Instructions for the task: Recast every line of the records below as a JSON list of strings, one string per line, skipping blank lines. Leave the pictures out.

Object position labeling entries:

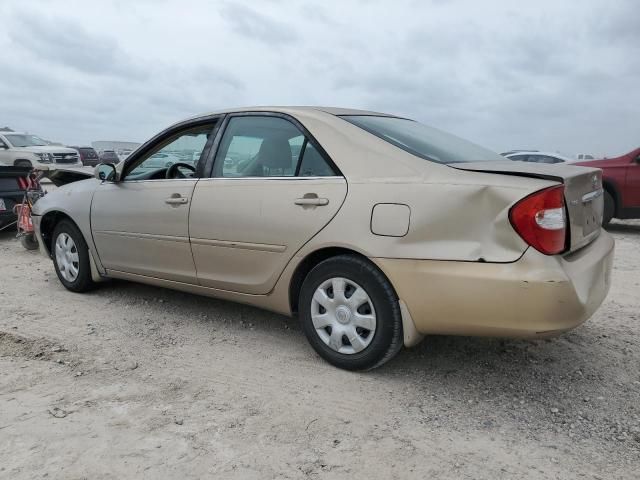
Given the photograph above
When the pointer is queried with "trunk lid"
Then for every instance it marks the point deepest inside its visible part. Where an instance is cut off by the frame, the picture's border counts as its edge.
(583, 192)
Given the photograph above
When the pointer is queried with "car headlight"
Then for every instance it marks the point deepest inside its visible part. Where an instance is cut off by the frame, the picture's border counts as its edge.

Response to the exercise:
[
  "Given the photograph above",
  "When the pointer is queried with \"trunk lid\"",
  "Then for every instance it marks the point deepest inside its visible part. Where an instance is cut off by the frame, the picture's border counts as its edge.",
  "(583, 192)",
  "Given the photograph above",
  "When the pointer is queried with \"car headlight\"",
  "Then for every instance it marks the point deepest inside its visible part. Where an instance is cut off by the frame, the picture's border counts as its edge."
]